Your task:
Copy out exactly the lines from the one containing "The component shall locate the evergreen" to the end of the records below, both included, and nothing else.

Saved entries
◆ ◆ ◆ ◆ ◆ ◆ ◆

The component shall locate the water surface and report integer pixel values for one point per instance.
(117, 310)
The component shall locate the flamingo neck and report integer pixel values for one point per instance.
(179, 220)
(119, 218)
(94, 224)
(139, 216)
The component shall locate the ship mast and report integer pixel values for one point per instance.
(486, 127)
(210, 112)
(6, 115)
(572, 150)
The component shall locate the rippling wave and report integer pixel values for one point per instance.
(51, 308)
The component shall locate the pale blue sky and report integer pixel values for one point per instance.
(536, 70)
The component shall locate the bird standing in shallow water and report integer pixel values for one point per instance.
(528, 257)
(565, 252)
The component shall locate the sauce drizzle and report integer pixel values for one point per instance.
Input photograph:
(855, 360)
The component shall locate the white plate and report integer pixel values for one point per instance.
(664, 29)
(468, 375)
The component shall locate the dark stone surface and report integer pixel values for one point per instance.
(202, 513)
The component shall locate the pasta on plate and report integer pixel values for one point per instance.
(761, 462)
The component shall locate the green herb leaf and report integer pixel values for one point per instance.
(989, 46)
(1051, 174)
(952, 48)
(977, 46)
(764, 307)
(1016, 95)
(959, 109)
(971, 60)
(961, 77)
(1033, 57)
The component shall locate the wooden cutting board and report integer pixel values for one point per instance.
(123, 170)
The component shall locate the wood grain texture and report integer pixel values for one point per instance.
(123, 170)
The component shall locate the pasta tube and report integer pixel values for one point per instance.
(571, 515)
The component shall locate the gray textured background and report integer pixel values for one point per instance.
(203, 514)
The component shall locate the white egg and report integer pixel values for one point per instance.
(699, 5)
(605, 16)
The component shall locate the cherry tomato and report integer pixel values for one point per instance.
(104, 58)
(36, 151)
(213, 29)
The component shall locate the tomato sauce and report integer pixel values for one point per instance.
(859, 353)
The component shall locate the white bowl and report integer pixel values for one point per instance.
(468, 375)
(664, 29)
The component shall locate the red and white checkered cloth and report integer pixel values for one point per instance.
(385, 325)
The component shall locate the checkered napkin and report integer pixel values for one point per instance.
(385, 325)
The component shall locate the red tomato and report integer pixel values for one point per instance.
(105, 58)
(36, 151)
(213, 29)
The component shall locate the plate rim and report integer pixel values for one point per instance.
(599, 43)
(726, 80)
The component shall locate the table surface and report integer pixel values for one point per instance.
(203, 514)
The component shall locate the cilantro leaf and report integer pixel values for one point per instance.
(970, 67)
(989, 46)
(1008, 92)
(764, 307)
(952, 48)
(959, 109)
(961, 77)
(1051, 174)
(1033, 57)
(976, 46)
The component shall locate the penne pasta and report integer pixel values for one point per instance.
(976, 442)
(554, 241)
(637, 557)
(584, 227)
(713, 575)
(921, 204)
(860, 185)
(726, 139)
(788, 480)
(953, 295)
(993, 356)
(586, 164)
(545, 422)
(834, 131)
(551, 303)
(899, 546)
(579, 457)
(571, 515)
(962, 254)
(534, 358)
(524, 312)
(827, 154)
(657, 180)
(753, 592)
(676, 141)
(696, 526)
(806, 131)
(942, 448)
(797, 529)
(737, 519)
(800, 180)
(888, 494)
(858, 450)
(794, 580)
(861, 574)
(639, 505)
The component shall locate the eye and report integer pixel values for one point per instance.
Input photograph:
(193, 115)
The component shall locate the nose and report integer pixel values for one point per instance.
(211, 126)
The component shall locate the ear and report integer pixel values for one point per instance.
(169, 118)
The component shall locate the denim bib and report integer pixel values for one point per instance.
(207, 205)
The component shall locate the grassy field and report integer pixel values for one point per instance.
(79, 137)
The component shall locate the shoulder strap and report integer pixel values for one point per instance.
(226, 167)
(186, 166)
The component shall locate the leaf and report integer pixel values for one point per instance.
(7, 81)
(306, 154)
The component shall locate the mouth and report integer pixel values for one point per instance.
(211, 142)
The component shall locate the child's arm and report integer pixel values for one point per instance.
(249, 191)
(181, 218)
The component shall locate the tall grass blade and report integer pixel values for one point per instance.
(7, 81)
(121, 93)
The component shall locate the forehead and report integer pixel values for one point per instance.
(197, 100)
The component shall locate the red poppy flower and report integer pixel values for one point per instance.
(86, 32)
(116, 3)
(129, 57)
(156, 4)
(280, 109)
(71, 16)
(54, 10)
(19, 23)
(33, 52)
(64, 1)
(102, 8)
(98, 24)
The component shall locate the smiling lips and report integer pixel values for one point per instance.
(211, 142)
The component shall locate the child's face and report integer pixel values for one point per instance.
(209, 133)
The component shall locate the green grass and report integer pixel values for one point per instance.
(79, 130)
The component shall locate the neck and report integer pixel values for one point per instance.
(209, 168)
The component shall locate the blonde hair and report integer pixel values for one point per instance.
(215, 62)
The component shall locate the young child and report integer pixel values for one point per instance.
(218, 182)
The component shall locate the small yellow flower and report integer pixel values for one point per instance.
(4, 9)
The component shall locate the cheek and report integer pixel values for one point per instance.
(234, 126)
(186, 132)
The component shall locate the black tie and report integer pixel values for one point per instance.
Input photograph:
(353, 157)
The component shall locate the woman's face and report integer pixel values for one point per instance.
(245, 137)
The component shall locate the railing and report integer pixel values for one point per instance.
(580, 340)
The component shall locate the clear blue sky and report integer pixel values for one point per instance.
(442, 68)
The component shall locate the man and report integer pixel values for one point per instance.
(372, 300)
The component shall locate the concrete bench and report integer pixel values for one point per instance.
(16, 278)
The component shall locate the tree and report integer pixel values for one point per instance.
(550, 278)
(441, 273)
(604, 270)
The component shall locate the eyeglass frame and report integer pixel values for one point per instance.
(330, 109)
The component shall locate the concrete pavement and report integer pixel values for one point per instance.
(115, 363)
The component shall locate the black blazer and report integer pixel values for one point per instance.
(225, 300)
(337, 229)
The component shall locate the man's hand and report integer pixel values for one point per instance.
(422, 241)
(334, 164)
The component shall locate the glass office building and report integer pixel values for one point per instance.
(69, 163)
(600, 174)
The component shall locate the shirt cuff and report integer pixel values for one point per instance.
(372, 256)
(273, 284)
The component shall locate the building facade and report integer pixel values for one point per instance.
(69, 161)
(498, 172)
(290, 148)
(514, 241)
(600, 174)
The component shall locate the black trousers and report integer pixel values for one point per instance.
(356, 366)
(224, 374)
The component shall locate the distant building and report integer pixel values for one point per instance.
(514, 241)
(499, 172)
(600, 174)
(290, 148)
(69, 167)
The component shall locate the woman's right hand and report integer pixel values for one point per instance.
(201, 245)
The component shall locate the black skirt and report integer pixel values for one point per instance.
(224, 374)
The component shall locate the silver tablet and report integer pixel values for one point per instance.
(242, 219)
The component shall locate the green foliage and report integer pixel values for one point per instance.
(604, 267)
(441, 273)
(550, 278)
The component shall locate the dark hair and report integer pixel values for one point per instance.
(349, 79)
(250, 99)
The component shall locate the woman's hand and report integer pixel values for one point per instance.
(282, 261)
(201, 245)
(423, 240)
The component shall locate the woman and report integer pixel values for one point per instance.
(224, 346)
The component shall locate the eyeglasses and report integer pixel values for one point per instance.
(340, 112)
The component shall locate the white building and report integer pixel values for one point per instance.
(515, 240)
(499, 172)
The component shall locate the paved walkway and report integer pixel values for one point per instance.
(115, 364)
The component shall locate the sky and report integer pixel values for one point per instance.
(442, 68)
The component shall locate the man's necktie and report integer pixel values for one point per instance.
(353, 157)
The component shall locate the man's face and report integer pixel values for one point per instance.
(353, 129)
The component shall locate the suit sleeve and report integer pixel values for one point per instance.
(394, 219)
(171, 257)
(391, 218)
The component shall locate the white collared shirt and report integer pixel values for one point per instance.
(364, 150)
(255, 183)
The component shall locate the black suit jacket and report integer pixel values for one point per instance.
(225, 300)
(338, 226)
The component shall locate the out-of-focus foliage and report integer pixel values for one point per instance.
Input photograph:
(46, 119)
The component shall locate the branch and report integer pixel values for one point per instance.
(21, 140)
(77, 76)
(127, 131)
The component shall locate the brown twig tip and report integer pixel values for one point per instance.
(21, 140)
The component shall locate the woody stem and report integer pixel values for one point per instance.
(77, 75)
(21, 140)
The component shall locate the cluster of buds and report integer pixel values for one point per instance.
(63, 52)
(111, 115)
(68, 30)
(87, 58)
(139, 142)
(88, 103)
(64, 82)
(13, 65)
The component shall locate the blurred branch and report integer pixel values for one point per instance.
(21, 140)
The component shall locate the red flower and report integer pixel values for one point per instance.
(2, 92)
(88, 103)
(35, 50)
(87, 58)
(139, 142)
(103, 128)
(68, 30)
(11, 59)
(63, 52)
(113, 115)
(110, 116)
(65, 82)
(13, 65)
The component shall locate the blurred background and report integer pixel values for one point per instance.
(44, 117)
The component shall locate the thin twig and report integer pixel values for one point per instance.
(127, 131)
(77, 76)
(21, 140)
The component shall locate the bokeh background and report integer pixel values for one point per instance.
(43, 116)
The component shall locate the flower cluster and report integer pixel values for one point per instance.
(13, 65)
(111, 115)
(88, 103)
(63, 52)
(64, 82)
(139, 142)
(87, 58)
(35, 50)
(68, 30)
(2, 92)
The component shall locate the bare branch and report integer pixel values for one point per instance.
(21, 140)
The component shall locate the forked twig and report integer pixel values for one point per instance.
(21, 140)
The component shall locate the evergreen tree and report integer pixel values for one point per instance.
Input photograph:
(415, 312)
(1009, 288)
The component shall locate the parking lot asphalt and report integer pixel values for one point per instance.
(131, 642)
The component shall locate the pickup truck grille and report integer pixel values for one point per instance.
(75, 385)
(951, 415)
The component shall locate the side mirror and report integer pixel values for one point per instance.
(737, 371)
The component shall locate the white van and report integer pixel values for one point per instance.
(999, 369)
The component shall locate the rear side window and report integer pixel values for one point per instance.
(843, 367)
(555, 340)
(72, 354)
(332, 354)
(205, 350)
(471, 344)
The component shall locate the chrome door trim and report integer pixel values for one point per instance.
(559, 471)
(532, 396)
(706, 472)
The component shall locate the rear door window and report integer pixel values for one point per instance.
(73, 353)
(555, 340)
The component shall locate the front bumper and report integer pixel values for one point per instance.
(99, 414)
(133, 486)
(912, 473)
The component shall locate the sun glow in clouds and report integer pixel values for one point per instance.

◆ ◆ ◆ ◆ ◆ ◆ ◆

Solved exercise:
The component shall locate the evergreen tree and report integer pixel values for one point per instance.
Input photograph:
(415, 312)
(1009, 288)
The component shall locate the parking lot asphalt and report integer pixel values for one point per instance.
(131, 642)
The component shall locate the pickup truck grille and report integer pixel values for one point per instance.
(75, 385)
(951, 415)
The component shall locate the side mirror and report integer pixel values for one point per instance.
(737, 371)
The component shall locate the white van and report integer pixel values for one point per instance.
(999, 369)
The component shall locate the rear side window and report integer pixel values for one point per instance.
(843, 367)
(555, 340)
(72, 354)
(332, 354)
(205, 350)
(471, 344)
The component shall locate the chrome door trim and report integer pixel values for one point per instance.
(559, 471)
(532, 396)
(706, 472)
The component shall locate the rear door window and report integer pixel values for one point per instance.
(73, 353)
(555, 340)
The component shall locate the front bumper and report integer pixel values for one point per instance.
(99, 414)
(133, 486)
(912, 473)
The component shall locate the sun glow in clouds and report integer pixel values for one point per instance.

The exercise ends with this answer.